SHORT TASK:
Every entry that follows should be repeated exactly; drop the images.

----------

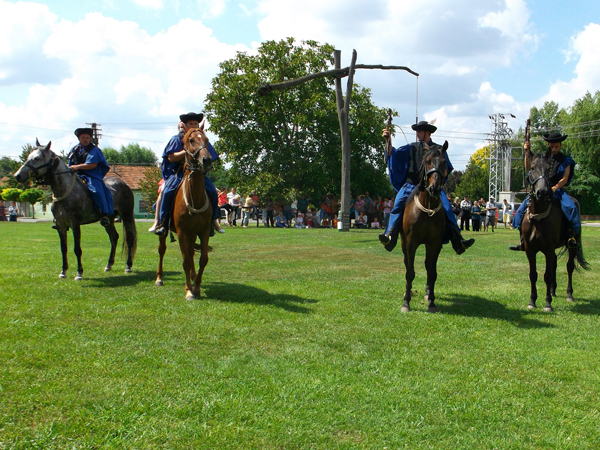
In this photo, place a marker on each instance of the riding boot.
(390, 240)
(458, 243)
(574, 241)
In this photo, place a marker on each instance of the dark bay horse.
(545, 228)
(192, 214)
(424, 222)
(73, 205)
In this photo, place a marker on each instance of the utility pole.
(343, 108)
(96, 135)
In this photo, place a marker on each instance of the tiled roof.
(132, 175)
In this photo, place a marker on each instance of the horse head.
(433, 169)
(539, 177)
(38, 163)
(197, 156)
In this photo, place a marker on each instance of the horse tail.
(129, 232)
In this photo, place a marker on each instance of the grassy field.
(298, 342)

----------

FULL RESPONSE:
In this photo, place a marker on each instance of the riding boot.
(390, 240)
(458, 243)
(574, 241)
In this photo, place a marker on each instance of the dark bay horse.
(545, 228)
(192, 214)
(424, 222)
(73, 205)
In this photo, place a marker on each instance of the utility pole.
(343, 108)
(96, 135)
In this photo, place a marker on each instance of the tiled roof.
(132, 175)
In this photo, place a marker on each instance of the horse head.
(433, 169)
(539, 177)
(38, 163)
(197, 156)
In this photo, place a marker on each instance of the horse tail.
(129, 232)
In this photo, place a marker on each instance of the grassy field.
(298, 342)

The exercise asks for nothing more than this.